- [THE TASK] Copy out the listing below, starting at the line containing "Target: fallen leaf" and continuing through the end of the listing, with the pictures left out.

- [DATA IN THIS EXERCISE]
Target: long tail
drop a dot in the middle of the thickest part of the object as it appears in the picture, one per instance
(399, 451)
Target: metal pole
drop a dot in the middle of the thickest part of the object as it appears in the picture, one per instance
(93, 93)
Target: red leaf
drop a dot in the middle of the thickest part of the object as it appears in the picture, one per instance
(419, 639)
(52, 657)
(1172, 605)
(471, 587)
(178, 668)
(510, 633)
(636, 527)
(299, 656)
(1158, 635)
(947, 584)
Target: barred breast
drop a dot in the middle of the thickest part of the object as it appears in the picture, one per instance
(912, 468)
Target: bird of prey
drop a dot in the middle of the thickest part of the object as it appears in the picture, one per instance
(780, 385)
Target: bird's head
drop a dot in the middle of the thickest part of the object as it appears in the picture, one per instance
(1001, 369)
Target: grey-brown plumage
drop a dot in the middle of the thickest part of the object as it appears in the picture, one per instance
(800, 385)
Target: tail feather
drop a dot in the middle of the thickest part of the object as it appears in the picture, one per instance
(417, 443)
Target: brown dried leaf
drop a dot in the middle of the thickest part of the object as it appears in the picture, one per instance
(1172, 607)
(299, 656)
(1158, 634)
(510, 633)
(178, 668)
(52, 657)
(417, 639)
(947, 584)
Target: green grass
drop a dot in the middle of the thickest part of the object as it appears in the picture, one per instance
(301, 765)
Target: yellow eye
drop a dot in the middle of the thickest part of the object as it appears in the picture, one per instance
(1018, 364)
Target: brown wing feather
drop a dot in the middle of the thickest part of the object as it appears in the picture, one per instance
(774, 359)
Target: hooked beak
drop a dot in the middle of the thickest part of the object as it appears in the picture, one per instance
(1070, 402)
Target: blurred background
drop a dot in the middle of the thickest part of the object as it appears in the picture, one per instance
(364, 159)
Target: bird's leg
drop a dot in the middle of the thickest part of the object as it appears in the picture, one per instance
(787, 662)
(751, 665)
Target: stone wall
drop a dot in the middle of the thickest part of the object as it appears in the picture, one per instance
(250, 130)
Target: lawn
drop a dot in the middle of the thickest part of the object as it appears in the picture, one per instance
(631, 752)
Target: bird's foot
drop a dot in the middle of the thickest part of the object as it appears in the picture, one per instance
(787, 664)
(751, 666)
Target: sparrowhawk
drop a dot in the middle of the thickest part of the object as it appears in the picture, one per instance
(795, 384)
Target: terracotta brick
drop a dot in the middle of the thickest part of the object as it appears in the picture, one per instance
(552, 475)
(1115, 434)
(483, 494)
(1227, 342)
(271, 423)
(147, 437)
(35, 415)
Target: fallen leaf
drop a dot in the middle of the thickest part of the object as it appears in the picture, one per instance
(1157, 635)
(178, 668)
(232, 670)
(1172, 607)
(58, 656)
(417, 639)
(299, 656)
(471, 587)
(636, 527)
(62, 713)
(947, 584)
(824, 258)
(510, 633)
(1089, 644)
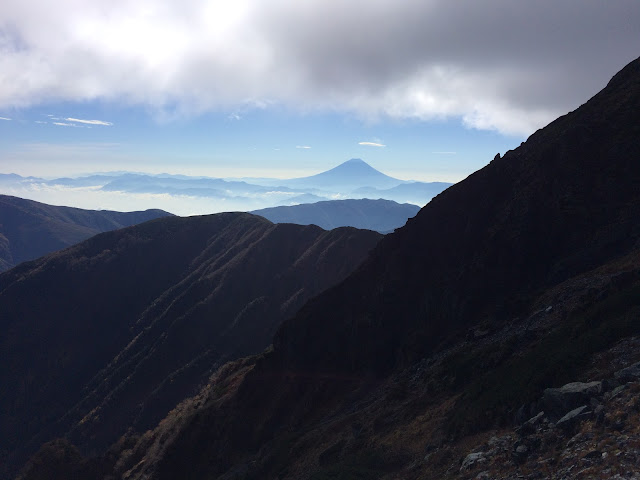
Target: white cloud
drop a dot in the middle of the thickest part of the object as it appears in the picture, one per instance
(498, 64)
(90, 122)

- [ANSWER TO THE EXERCISE]
Target: fallen leaf
drop a dot in the middle of the thickest part of the object as it appears in the picture, one per instance
(1157, 635)
(178, 668)
(232, 670)
(1172, 607)
(58, 656)
(417, 639)
(299, 656)
(471, 587)
(636, 527)
(62, 713)
(947, 584)
(824, 258)
(510, 633)
(1089, 644)
Target: white cloud
drop a dot in the middle of the thickest part of the object as it appears in the picture, one per instance
(498, 64)
(90, 122)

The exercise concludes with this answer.